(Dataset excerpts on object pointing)
↓↓↓
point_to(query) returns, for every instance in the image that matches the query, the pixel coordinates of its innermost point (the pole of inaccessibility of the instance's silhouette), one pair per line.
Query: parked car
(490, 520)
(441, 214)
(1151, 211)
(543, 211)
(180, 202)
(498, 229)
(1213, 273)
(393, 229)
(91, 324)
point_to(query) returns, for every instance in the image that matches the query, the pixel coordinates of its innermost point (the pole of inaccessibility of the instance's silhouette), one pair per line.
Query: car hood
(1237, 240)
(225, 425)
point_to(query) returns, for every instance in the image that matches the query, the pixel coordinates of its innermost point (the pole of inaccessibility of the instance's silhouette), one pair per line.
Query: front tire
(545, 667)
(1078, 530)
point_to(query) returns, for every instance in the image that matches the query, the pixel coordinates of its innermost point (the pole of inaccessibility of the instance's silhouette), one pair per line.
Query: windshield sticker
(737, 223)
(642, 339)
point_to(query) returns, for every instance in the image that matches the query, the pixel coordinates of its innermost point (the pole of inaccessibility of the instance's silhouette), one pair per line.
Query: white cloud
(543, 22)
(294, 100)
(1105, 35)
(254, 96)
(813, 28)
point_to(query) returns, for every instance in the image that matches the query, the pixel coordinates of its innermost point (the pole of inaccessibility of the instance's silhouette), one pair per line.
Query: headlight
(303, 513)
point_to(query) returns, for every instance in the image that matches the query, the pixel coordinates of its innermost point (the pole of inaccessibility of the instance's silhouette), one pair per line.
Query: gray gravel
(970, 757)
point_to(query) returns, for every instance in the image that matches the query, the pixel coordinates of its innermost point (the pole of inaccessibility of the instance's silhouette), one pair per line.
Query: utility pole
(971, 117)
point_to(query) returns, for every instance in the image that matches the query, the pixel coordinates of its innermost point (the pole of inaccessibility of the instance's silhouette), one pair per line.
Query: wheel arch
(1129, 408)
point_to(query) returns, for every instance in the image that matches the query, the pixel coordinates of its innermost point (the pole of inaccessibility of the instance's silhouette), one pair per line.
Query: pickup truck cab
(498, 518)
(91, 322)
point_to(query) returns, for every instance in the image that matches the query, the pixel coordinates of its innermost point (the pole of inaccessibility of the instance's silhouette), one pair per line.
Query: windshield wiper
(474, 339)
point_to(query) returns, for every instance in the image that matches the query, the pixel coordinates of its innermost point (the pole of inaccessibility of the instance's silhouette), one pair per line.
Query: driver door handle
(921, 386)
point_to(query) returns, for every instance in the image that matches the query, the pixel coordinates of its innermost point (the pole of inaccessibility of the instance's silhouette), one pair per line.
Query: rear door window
↑↑↑
• [What to work on]: Write the data from above out again, exactly.

• [Answer to this task]:
point_to(query) returns, for every instance in the image that matches the query, the pixel coordinates of its innermost point (the pole of inaccessibility of the instance's silhouette), one pair per line.
Query: parked car
(490, 520)
(441, 214)
(1151, 211)
(543, 211)
(180, 202)
(498, 229)
(1213, 273)
(393, 229)
(91, 324)
point_to(query) returns, for every instance in the image that matches the query, the pixel coordinates of its innermost point (the pole of inaccessibility of the instance's silhouette), one pair per line.
Query: car hood
(1237, 240)
(225, 425)
point_to(query) returns, for every instance in the image that matches the query, the pixel coordinates of its innermost point (the pole of inaccessibility of the instance's silhouette), one pair per line.
Query: front tire
(545, 667)
(1078, 530)
point_to(query) returns, for every instance in the image that matches the query, the pixel coordinates of its innermost point (the pole of inaccessibility of the instance's silhouette), one pair per line.
Query: windshield sticker
(737, 223)
(642, 339)
point_to(query) returns, for every instance in the image that matches the query, the pixel coordinates of its innermost point (the pole of inaccessibility of the instance's silhouette), one pair per line.
Query: white cloud
(543, 22)
(294, 100)
(1105, 35)
(254, 96)
(813, 28)
point_to(query) returns, for every instance in the image that matches the query, the pixel coordinates of its innermost point (the pole of inaccessibility of the instance's silhouette), one pair per line.
Query: headlight
(303, 513)
point_to(query) returns, for every instance in the image that matches the query, the pixel coordinates of its innermost point (the pole of inaccessibility of the instance's silhouette), one pair per line.
Query: gray gravel
(970, 757)
point_to(query) returns, for every instance in the image that matches the query, the pixel coordinates of its innermost point (the pole of inaccessibility of the instance's silhouette), one pair per line.
Query: utility pole
(971, 117)
point_to(query) returns, for every instance in the image that matches the query, the pixel coordinates of its innermost point (the pole of inaccessibility of the instance's silhouette), one pair per line.
Query: wheel arch
(1129, 408)
point_to(query) returns, for every instance in the image that matches the query, the pixel coordinates of its innermost point (the pole of inaccessibility of the instance's silhouette), one pair per line.
Query: pickup truck cab
(498, 518)
(91, 322)
point_to(query) returns, for every instance in the image that matches the query, the pixel coordinates of its innermost point (the pole of inaccessibility of the instance's silhouette), one pair per line.
Query: windshield wiper
(474, 339)
point_to(query) returns, for every instance in the image that matches the query, the pixel coordinates of its innermost point (the pole of inaccessibility of the instance's silhouette), one pair per line.
Query: driver door handle
(921, 386)
point_to(query) returns, for every instance in the image that matches the query, the pixel coordinates of its innermost point (the pole of inaccessibility of the instance's silhouette), one pair per line.
Query: rear door window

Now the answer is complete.